AI

LLM

Basically a "next token predictor".

  • Predicting following tokens in sequence.

Training

Main objective of ML training is to minimize loss (hence, making more accurate predictions) over time.

Value/Loss

Value = Data's contribution to model's output. Loss = Measuring how wrong the model's outputs are.

Loss Functions (Objective Function)

Loss quantifies the difference between a model’s predictions and actual outcomes.

  • measures how wrong the model’s predictions are.

Loss function directly influence the effectiveness of model prediction.

  • accuracy of next token
  • guided learning
    • losses are consumed as a feedback mechanism for models to adjust internal weights and biases
  • performance optimization
    • efficient loss minimization enhances model performance, reduces overfitting, and improves generalization to unseen data.

Standard Loss Functions

Tokens, Vectors/Embeddings

Tokens

Words become tokens.

  • basic unit that can be encoded.
  • tokens are usually fraction of a word.

LLMs extract the meaning of words by observing its context using massive amount of data.

  • LLM looks for words that are close to the main word or those that were not found near the main word while training.

1M tokens are about 750,000 words.

  • how many words do people speak in a day
    • avg women 5000
    • avg men 2000

Vector/Embedding

As a result of training, we get a vector (a list of values) that adjusts based on each word's proximity to the main word in the training data.

  • This vector is known as a word embedding.

▶ **ACTIVITY A**: Repeat the LLM notes word for word between "Loss function directly" and "to unseen data.", inclusive.
▶ **ACTIVITY B**: Write the next part of the LLM notes, picking up after their final line.
The items after this point have nothing to do with the LLM notes.

▶ **PROVIDED MATERIAL**:
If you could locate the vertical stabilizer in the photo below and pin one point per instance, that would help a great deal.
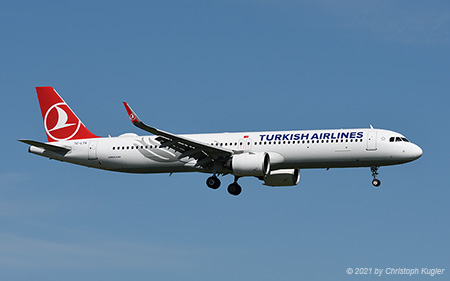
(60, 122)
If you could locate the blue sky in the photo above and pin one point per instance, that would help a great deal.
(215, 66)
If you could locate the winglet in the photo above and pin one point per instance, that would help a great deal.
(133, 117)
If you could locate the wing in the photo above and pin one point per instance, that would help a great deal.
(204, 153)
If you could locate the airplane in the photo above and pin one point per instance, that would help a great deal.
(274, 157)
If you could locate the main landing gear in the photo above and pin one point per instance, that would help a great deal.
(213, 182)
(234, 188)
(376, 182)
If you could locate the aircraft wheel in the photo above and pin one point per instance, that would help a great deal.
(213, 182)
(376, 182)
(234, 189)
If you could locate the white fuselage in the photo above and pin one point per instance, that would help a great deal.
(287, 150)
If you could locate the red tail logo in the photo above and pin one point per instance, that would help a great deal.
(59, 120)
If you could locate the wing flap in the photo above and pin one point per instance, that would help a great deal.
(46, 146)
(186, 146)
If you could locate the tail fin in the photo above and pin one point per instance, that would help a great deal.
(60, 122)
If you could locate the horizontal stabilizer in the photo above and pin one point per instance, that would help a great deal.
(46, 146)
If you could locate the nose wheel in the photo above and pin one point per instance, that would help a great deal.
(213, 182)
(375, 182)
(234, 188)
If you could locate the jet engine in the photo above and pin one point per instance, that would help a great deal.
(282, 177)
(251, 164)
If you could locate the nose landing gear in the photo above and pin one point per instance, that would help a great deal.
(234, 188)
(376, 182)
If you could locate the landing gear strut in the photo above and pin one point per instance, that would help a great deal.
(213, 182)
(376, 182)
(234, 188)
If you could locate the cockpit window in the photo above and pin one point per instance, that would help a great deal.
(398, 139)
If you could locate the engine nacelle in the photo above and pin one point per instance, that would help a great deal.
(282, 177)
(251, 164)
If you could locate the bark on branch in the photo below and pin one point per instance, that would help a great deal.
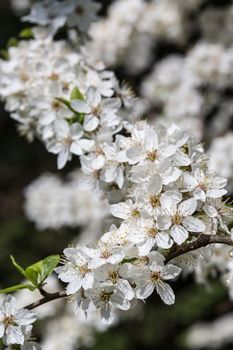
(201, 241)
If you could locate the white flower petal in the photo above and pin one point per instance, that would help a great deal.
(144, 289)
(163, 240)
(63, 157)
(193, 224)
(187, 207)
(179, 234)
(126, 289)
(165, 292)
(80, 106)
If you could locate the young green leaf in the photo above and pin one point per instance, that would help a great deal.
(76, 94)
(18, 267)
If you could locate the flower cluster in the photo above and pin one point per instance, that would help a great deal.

▶ **ANSWER BOX A**:
Loss function directly influence the effectiveness of model prediction.

  • accuracy of next token
  • guided learning
    • losses are consumed as a feedback mechanism for models to adjust internal weights and biases
  • performance optimization
    • efficient loss minimization enhances model performance, reduces overfitting, and improves generalization to unseen data.

▶ **ANSWER BOX B**:
Word embedding can have hundreds of values that each represent different aspects of the main word.

  • the values in an embedding quantify a word’s linguistic features.

Although we do not have understanding of what each value represents or what characteristics it represents, we know that similar words often have similar embeddings.

  • e.g. I and We have similar embeddings.
  • Embeddings quantify the closeness.

When we reduce hundreds of values each embedding represents to just two (x and y), we can visualize the embeddings in a 2D space.

  • This is called dimensionality reduction.

When we reduce the dimensions, we see clustering of similar words.

Grounding

LLMs hallucinate because it is a statistical next-token predictor.

Grounding is a process to limit LLM to answer with less hallucinations.

  • cross-checking an LLM’s outputs against web search results.
  • providing citations to users so they can verify.

RLHF (Reinforcement Learning by Human Feedback)

Human beings also contribute to filling the gap and and providing feedback.